Starting from the first line, set down the entire listing exactly.

◆ **STORED DATA**
┄┄┄┄┄┄

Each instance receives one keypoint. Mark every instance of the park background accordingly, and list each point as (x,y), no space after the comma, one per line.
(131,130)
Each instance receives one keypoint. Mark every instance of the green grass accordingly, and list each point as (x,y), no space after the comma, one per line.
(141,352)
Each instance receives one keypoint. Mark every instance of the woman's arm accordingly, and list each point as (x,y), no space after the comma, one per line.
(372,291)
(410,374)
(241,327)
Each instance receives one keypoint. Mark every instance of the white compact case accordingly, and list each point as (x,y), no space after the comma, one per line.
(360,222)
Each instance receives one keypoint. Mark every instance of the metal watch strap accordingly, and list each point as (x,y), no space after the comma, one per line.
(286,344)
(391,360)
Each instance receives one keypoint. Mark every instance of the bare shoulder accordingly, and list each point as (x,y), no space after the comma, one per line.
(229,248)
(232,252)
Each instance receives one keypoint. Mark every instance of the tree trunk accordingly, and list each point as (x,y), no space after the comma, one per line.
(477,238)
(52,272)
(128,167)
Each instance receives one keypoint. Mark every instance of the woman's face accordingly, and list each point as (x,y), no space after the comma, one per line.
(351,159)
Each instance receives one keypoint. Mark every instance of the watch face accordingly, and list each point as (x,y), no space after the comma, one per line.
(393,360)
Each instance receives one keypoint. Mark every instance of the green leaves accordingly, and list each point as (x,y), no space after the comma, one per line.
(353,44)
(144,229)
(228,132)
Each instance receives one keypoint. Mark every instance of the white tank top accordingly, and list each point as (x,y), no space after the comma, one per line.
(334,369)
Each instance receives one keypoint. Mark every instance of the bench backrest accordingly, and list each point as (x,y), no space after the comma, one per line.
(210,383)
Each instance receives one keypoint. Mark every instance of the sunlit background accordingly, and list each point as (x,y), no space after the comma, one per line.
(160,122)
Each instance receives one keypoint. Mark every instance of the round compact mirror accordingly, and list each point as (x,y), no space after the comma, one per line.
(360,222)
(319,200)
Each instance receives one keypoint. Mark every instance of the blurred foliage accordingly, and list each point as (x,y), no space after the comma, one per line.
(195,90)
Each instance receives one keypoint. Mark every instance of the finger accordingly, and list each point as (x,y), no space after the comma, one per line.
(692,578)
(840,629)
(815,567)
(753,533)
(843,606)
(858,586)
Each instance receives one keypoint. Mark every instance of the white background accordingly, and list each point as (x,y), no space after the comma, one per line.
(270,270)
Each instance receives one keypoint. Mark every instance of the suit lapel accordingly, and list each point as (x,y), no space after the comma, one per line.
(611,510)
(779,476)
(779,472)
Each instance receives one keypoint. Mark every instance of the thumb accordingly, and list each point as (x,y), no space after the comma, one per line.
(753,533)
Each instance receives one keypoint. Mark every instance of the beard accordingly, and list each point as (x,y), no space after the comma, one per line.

┄┄┄┄┄┄

◆ **ANSWER TO THIS PROBLEM**
Each instance receives one keypoint. Mark every instance of the park background accordingly, and list each point as (x,y), no space after the comma, one per line.
(131,130)
Each instance receives one keypoint. Mark every instance of the green grass accordingly, and list each point as (x,y), no space after the comma, one per line.
(141,352)
Each instance receives one keypoint. Mark every instance of the woman's arm accordingly, and list each point as (x,y), no space after the comma, one per line.
(372,291)
(410,374)
(241,327)
Each instance receives one keypoint. Mark every instance of the white compact case accordingly, and list each point as (x,y), no space after the comma, one per line.
(360,222)
Each instance receives one keypoint. Mark every instance of the metal watch strap accordingly, and list each point as (x,y), no space after the comma, one per line.
(286,344)
(391,360)
Each instance receives one keypoint. Mark every instance of the bare shoulder accordingly, and list each point as (x,y), no space after the comma, one per line.
(229,248)
(232,252)
Each instance receives one keypoint. Mark every instance of the tree trunk accordingly, and list each point as (x,y), no space after the comma, one per line.
(477,238)
(52,272)
(128,167)
Each instance receives one keypoint. Mark every instance of the woman's face accordingly, and list each point as (x,y), no space after the comma, one per line.
(351,159)
Each instance receives one keypoint. Mark every instance of the watch face accordingly, and list each point as (x,y), no space after the comma, one per line.
(393,360)
Each instance receives one keypoint. Mark every instance of the green leaves accordingly, and list each point as (x,y), no space after the comma, one per line.
(353,44)
(144,229)
(228,132)
Each instance receives one keypoint. Mark every instance of the white tank top accordingly, and list each point as (x,y), no space after the comma, one per line.
(334,369)
Each instance receives one keypoint. Mark every instance of the bench backrest accordingly, and list each point as (x,y), no space after the comma, one per line.
(210,383)
Each instance receives one keypoint. Mark every instance of the sunlit background accordingly, and list each point as (x,y), no space after the comma, one per line.
(160,122)
Each instance receives one keypoint. Mark every instance of the round compact mirror accordingly, and list each point as (x,y), no space after the comma, one per line.
(360,222)
(319,200)
Each instance receives one keypoint. Mark every instance of the blurred foliage accordingly, and list each point as (x,y), no space after the comma, one per line.
(195,90)
Each instance receives one keypoint. Mark every instance of the finger accordingly, and list each point as (x,y), no space after the comma, one per line.
(692,578)
(840,629)
(815,567)
(753,533)
(843,606)
(858,586)
Each instance receives one keypoint. Mark every instance of the white background accordingly, and list each point as (x,y), no space after the comma, one per line.
(270,270)
Each instance receives one keypoint. Mark every instance of the suit lapel accordingly, and list each point as (x,y), no space after the comma, one per line.
(611,510)
(779,476)
(779,472)
Each instance receives one keypoint. Mark every instance of the thumb accordingly, and list each point as (x,y), no space after the comma, one per line.
(753,533)
Each instance receives one keypoint. Mark every instance of the beard accordingly, and list each point as (x,y), no space after the comma, one per line.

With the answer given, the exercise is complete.